### [WHAT IS EXPECTED]
Count the lines below that hold "post". Give the number without comment.

■ ■ ■ ■ ■

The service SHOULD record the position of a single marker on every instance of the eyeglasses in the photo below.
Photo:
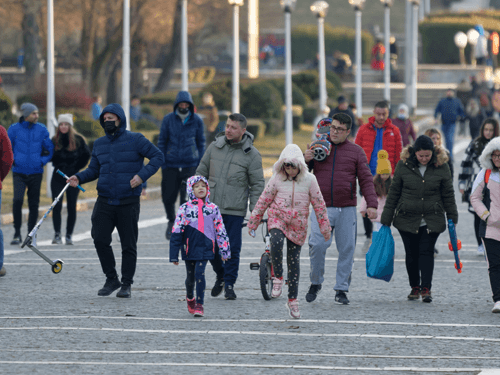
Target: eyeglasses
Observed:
(335, 129)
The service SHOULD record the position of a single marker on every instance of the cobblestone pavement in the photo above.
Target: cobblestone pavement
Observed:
(57, 324)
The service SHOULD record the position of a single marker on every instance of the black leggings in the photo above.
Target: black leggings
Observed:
(292, 259)
(419, 248)
(56, 185)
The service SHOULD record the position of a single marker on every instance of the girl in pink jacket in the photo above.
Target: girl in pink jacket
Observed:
(288, 195)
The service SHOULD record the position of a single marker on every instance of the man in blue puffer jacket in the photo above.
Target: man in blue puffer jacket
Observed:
(118, 162)
(182, 141)
(32, 149)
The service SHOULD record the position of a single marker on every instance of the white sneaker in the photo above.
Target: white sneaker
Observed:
(480, 249)
(277, 285)
(496, 307)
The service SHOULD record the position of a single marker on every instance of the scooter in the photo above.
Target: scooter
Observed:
(56, 264)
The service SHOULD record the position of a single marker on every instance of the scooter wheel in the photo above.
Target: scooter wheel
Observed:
(57, 266)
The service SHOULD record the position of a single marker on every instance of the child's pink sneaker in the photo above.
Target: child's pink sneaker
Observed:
(293, 308)
(198, 310)
(191, 305)
(277, 285)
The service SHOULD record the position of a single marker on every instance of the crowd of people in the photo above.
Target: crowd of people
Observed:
(408, 184)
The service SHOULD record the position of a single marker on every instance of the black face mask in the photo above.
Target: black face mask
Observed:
(110, 127)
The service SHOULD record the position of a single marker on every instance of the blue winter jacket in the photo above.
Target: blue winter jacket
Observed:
(29, 141)
(182, 143)
(117, 158)
(450, 109)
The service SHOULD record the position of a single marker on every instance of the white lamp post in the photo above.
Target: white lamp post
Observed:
(320, 9)
(184, 46)
(387, 56)
(358, 6)
(236, 54)
(460, 40)
(288, 6)
(472, 38)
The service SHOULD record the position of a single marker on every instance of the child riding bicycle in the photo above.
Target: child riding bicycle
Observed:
(288, 195)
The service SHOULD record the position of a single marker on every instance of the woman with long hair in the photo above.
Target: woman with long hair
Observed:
(71, 154)
(489, 130)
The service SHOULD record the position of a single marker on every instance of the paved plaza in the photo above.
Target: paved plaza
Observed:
(56, 324)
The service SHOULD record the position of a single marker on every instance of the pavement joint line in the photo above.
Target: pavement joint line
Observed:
(169, 352)
(246, 365)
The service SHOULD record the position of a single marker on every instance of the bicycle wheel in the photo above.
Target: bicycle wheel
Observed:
(266, 283)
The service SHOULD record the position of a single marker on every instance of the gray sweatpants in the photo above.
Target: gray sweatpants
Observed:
(343, 221)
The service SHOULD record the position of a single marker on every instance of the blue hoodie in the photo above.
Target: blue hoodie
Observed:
(117, 158)
(182, 142)
(28, 142)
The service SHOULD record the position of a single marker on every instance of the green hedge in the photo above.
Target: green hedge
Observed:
(305, 42)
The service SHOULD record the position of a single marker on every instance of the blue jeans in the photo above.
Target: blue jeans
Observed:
(229, 271)
(449, 136)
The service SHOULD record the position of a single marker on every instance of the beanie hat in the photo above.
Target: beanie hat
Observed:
(383, 163)
(28, 108)
(65, 117)
(423, 143)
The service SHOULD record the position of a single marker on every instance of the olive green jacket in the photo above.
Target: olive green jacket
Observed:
(412, 197)
(234, 173)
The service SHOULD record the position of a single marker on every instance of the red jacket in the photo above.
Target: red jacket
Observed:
(391, 140)
(337, 175)
(6, 155)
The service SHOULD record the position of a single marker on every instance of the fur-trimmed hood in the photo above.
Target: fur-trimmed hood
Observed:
(291, 154)
(439, 156)
(485, 158)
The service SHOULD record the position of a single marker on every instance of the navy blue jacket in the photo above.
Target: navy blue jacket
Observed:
(450, 109)
(28, 142)
(117, 158)
(182, 143)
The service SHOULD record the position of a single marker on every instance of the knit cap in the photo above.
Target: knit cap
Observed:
(65, 117)
(383, 163)
(27, 109)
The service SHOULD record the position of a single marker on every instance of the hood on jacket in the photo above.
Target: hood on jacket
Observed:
(439, 156)
(117, 110)
(485, 158)
(189, 187)
(184, 96)
(291, 154)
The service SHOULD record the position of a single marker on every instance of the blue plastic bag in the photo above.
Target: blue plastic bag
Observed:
(380, 256)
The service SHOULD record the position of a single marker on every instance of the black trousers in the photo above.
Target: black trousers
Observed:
(419, 248)
(32, 182)
(56, 185)
(173, 182)
(105, 218)
(493, 256)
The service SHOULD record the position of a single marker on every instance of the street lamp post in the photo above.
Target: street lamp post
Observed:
(320, 9)
(460, 40)
(288, 6)
(472, 38)
(387, 69)
(358, 6)
(236, 54)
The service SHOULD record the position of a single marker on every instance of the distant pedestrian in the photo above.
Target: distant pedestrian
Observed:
(32, 149)
(287, 198)
(484, 199)
(71, 154)
(233, 167)
(489, 130)
(118, 165)
(6, 160)
(405, 126)
(451, 110)
(421, 194)
(198, 226)
(182, 141)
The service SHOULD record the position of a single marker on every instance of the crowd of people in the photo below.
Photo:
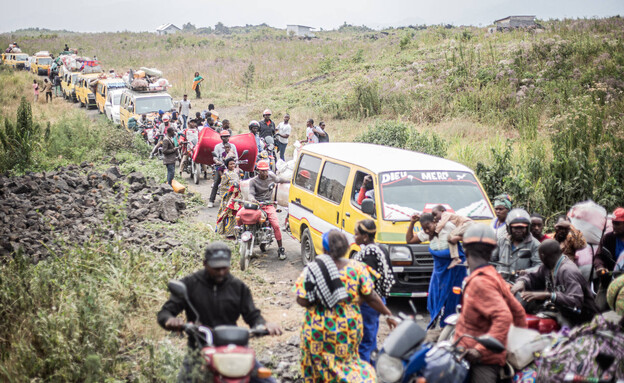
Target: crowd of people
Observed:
(344, 298)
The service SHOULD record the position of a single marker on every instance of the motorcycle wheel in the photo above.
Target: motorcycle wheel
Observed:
(448, 333)
(195, 169)
(244, 258)
(308, 253)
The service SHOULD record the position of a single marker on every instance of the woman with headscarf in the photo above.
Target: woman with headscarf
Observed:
(379, 267)
(230, 191)
(330, 289)
(502, 206)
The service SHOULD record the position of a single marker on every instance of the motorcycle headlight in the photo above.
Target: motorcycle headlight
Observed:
(389, 368)
(400, 254)
(234, 365)
(246, 236)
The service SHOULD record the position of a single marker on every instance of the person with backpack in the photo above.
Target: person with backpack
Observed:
(560, 281)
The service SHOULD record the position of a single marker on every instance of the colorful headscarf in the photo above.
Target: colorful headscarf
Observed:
(503, 200)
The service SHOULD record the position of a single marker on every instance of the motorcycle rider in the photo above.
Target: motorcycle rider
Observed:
(260, 191)
(488, 307)
(191, 135)
(519, 239)
(219, 154)
(560, 281)
(208, 289)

■ ■ ■ ■ ■

### [RESULT BELOW]
4